## START Selected passage

Since the future hasn't taken place yet; God's knowledge must therefore be derived from calculations of the past, or current and present knowledge.

For someone who sounds like he knows God so well, I'm thinking there may be a flaw there. What you said sounds to me like God lives each second of the universe in the same way we do. Since time is just another principle of the universe, wouldn't God have complete mastery over time and have the ability to see events 1 billion years into the future by clicking his human male fingers? If God can not see the future 'because it hasn't happened yet', then he is not all powerful and does not have omniscience.

I find it surprising that you are trying to bend things in such a way to make your God less powerful, but at the same time try to make out he does have Omniscience and we do have free will.
 
KennyJC said:
So someone that doesn't have 'crippled' logic believes the bible is 100% true? By the way there are many religious people who see evolution as being true so I don't see why evolution is being made the frontline in the battlefield here... Unless of course your an American Christian. American... and Christian - Two things which don't combine well to make up a healthy understanding of logic..

Haha go on thinking whatever you want, you seem to enjoy life better that way anyhow. If evolution is on the frontline/ and on some battlefield/ that's entirely in your mind. :bugeye: What does the Bible have to do with this convo? Ad hominem? You still stuck on another thread? :bugeye:


KennyJC said:
For someone who sounds like he knows God so well, I'm thinking there may be a flaw there. What you said sounds to me like God lives each second of the universe in the same way we do. Since time is just another principle of the universe, wouldn't God have complete mastery over time and have the ability to see events 1 billion years into the future by clicking his human male fingers? If God can not see the future 'because it hasn't happened yet', then he is not all powerful and does not have omniscience. ..

If your perception of these things makes God seem to you, in some degree inferior, to a previous conception of yours, that's in your mind.
Take note, i'm not affirming any hypothesis where freewill is anulled as the outcome; and sayin it's worth thinking about--- therefore in that light, so also esteem your ideas, as peculiar nonsense.


KennyJC said:
I find it surprising that you are trying to bend things in such a way to make your God less powerful, but at the same time try to make out he does have Omniscience and we do have free will.

I have freewill, you seem to have surrendered yours =p. As if you had a better notion as to how God is omniscient.

He's only omniscient enough to make you, void of identity, in your theory. Offering no other possibility or variable. You underestimated God before we even began talking...allowing him only a certain portion of the right to omniscience-- so long as it nullifies your free will. How could your conception of God become any more inferior?

You're the one bending principles to satisfy your desired outcome.
 
If your perception of these things makes God seem to you, in some degree inferior, to a previous conception of yours, that's in your mind.

That's my perception of your verbal gymnastics and what you say about God. I don't claim to say anything about God since I don't 'know' God. Therefor I can only try to comment about God from what people say who claim to 'know' God.

You underestimated God before we even began talking...allowing him only a certain portion of the right to omniscience-- so long as it nullifies your free will.

## END Selected passage

### Work instructions
1 – In the forum thread, why does the writer say, "I can only try to comment about God from what people say who claim to 'know' God"? Explain in one to three sentences.
2 – Transcribe part of the forum thread word for word, beginning at the words "He's only omniscient" and stopping after "your desired outcome.".
Base your responses on the forum thread alone.

## START Extracted records

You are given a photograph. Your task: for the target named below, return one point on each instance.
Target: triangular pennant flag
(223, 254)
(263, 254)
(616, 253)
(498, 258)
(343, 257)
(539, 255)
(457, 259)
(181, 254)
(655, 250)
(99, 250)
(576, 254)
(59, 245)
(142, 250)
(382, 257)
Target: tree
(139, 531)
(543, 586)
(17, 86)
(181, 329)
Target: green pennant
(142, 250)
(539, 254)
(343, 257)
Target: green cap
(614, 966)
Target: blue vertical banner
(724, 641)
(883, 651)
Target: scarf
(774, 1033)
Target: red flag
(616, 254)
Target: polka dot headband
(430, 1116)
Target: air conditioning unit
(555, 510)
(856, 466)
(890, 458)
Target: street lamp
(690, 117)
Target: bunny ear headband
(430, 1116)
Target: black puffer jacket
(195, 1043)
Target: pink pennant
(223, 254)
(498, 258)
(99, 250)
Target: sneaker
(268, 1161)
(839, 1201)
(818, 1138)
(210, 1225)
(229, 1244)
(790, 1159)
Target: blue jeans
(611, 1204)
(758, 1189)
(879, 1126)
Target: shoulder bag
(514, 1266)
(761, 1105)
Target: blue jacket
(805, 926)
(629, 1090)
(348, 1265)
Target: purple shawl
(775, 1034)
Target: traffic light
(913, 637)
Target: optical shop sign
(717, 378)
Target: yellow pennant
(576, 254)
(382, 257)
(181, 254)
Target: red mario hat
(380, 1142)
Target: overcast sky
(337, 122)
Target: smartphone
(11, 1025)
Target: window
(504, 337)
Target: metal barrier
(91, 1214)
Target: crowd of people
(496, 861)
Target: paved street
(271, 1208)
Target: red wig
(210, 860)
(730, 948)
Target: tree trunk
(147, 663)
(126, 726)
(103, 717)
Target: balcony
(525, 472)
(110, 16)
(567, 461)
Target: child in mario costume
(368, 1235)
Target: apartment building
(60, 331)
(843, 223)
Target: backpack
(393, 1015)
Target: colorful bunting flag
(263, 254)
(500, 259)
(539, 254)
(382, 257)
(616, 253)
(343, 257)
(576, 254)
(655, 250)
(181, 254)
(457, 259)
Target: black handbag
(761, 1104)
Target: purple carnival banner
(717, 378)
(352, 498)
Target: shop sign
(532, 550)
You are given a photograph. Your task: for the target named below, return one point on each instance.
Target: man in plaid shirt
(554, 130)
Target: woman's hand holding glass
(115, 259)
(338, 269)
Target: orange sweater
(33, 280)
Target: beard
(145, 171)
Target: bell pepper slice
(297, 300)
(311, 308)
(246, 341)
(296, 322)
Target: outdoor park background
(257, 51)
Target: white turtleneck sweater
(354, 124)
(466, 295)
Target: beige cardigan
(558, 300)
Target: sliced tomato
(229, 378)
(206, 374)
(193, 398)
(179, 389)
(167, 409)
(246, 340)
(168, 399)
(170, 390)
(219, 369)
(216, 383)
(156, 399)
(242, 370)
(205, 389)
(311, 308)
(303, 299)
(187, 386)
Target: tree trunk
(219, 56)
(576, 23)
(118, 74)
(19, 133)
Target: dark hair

## END Extracted records

### Solutions for each task
1 – The writer does not claim to know God and therefore does not claim to say anything about God directly. The only basis left for commenting is what is said by people who claim to know God.

2 –
He's only omniscient enough to make you, void of identity, in your theory. Offering no other possibility or variable. You underestimated God before we even began talking...allowing him only a certain portion of the right to omniscience-- so long as it nullifies your free will. How could your conception of God become any more inferior?

You're the one bending principles to satisfy your desired outcome.